◆ TASK INSTRUCTIONS: Your copy should match the records exactly, except that it contains no pictures.

-- RECORDS PROVIDED follows --

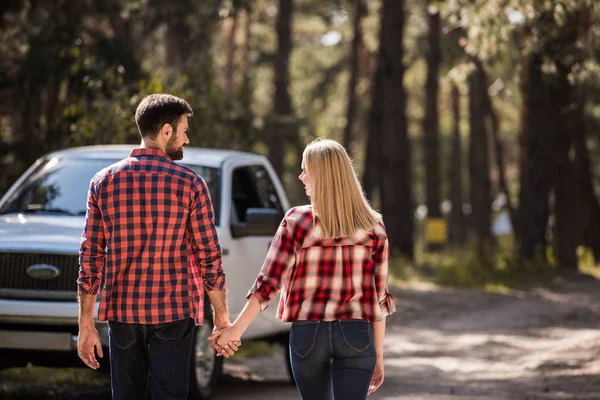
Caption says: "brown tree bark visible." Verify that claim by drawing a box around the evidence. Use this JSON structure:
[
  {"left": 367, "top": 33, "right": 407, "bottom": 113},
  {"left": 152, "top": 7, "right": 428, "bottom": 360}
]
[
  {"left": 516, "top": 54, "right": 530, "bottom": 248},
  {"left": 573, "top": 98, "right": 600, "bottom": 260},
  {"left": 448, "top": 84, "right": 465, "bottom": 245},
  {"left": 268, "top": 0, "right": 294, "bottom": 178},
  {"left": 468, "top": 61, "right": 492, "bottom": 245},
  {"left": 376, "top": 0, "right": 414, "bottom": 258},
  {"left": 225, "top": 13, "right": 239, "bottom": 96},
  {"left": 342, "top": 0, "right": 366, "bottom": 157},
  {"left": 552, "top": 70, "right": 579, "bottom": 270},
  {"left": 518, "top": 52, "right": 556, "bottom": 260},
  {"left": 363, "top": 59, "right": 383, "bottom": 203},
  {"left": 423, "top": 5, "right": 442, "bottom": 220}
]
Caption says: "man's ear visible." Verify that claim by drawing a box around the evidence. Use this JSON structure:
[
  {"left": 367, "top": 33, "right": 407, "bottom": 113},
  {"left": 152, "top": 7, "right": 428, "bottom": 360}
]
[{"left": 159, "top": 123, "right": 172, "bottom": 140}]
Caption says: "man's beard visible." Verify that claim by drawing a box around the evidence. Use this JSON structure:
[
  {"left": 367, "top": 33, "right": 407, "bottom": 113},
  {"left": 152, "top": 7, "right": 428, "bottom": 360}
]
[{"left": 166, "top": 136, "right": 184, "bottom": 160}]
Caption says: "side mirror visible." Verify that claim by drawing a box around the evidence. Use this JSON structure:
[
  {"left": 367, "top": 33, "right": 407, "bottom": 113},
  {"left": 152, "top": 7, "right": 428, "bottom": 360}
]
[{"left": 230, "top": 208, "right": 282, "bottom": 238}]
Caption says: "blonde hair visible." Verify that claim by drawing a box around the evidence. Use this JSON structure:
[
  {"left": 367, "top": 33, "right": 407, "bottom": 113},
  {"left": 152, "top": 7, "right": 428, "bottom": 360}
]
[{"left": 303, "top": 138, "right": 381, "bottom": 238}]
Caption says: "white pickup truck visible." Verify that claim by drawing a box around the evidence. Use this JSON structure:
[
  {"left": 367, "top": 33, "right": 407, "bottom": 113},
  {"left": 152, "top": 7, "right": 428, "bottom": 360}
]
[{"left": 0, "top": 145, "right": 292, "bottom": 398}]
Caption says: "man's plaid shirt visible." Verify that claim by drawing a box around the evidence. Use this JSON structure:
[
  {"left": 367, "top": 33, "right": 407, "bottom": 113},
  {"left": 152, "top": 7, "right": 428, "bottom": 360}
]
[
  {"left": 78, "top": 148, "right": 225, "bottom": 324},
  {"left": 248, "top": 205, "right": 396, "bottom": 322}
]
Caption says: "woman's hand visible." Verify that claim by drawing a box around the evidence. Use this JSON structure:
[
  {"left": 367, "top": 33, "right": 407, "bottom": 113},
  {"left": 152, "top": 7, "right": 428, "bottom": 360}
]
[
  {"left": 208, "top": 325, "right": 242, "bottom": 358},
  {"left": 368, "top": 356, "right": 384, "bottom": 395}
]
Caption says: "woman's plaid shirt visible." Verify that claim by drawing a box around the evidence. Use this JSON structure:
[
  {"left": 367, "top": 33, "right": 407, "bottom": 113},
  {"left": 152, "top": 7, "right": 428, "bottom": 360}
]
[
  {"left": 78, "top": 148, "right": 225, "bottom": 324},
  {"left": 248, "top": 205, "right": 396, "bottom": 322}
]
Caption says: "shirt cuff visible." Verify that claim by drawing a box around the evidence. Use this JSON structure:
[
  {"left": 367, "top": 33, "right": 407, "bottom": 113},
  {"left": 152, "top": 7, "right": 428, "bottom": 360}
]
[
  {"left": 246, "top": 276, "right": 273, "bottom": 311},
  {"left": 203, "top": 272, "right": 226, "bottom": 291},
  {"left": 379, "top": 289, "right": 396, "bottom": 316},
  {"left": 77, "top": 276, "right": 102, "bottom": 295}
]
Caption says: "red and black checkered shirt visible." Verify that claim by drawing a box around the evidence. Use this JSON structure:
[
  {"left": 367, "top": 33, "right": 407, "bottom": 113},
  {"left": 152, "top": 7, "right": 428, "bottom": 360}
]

-- RECORDS PROVIDED concluded --

◆ SOLVED EXERCISE:
Caption says: "brown tree bark visible." Verify that claim by drawing a box around the evidence. Use this JSON structure:
[
  {"left": 367, "top": 33, "right": 407, "bottom": 113},
  {"left": 152, "top": 7, "right": 428, "bottom": 360}
]
[
  {"left": 516, "top": 54, "right": 530, "bottom": 248},
  {"left": 573, "top": 98, "right": 600, "bottom": 260},
  {"left": 448, "top": 84, "right": 465, "bottom": 245},
  {"left": 268, "top": 0, "right": 294, "bottom": 178},
  {"left": 468, "top": 61, "right": 492, "bottom": 245},
  {"left": 376, "top": 0, "right": 414, "bottom": 258},
  {"left": 225, "top": 13, "right": 239, "bottom": 96},
  {"left": 342, "top": 0, "right": 366, "bottom": 157},
  {"left": 552, "top": 70, "right": 579, "bottom": 270},
  {"left": 518, "top": 52, "right": 556, "bottom": 260},
  {"left": 363, "top": 59, "right": 383, "bottom": 203},
  {"left": 423, "top": 5, "right": 442, "bottom": 220}
]
Caption says: "man's ear visible." Verify that claim by drawing a box around the evidence. Use this JSON structure:
[
  {"left": 367, "top": 33, "right": 407, "bottom": 113},
  {"left": 152, "top": 7, "right": 428, "bottom": 360}
]
[{"left": 159, "top": 123, "right": 172, "bottom": 140}]
Caption says: "man's beard visible." Verify that claim by drawing a box around the evidence. Use this JSON structure:
[
  {"left": 367, "top": 33, "right": 407, "bottom": 113},
  {"left": 152, "top": 7, "right": 428, "bottom": 360}
]
[{"left": 166, "top": 136, "right": 184, "bottom": 160}]
Caption says: "side mirror visible." Verify that claim by drawing a box around the evidence. Use this JSON structure:
[
  {"left": 367, "top": 33, "right": 407, "bottom": 113},
  {"left": 152, "top": 7, "right": 428, "bottom": 360}
]
[{"left": 230, "top": 208, "right": 282, "bottom": 238}]
Caption says: "blonde hair visible." Verify that claim by drawing a box around the evidence. Use this JSON structure:
[
  {"left": 367, "top": 33, "right": 407, "bottom": 113},
  {"left": 152, "top": 7, "right": 428, "bottom": 360}
]
[{"left": 303, "top": 138, "right": 381, "bottom": 238}]
Caption says: "white pickup truck visible." Verify that claim by drawing a box around the evidence. Use this JSON structure:
[
  {"left": 367, "top": 33, "right": 407, "bottom": 113},
  {"left": 152, "top": 7, "right": 428, "bottom": 360}
]
[{"left": 0, "top": 145, "right": 292, "bottom": 398}]
Caption says: "man's plaid shirt visible." Verify that claim by drawing a box around the evidence. Use this JSON structure:
[
  {"left": 367, "top": 33, "right": 407, "bottom": 113},
  {"left": 152, "top": 7, "right": 428, "bottom": 360}
]
[
  {"left": 78, "top": 148, "right": 225, "bottom": 324},
  {"left": 248, "top": 205, "right": 396, "bottom": 322}
]
Caption says: "woman's hand visible." Verify that claim by drawing a box around the evidence. Use this JSON structure:
[
  {"left": 367, "top": 33, "right": 407, "bottom": 113},
  {"left": 152, "top": 7, "right": 428, "bottom": 360}
]
[
  {"left": 208, "top": 325, "right": 242, "bottom": 358},
  {"left": 368, "top": 356, "right": 384, "bottom": 395}
]
Caption says: "woman's plaid shirt visible." Verify that claim by drawing a box around the evidence. Use this JSON structure:
[
  {"left": 367, "top": 33, "right": 407, "bottom": 113},
  {"left": 152, "top": 7, "right": 428, "bottom": 360}
]
[
  {"left": 78, "top": 148, "right": 225, "bottom": 324},
  {"left": 248, "top": 205, "right": 396, "bottom": 322}
]
Caption says: "shirt cuff visible." Verify that claim by drawing a box around the evidence. Use this JSON structure:
[
  {"left": 367, "top": 33, "right": 407, "bottom": 113},
  {"left": 152, "top": 7, "right": 428, "bottom": 360}
]
[
  {"left": 246, "top": 276, "right": 273, "bottom": 311},
  {"left": 203, "top": 272, "right": 226, "bottom": 291},
  {"left": 379, "top": 289, "right": 396, "bottom": 316},
  {"left": 77, "top": 276, "right": 102, "bottom": 295}
]
Caption says: "red and black checkered shirt visible." Verify that claim by drawing a box around the evidence. Use this JSON structure:
[
  {"left": 367, "top": 33, "right": 407, "bottom": 113},
  {"left": 152, "top": 7, "right": 428, "bottom": 360}
]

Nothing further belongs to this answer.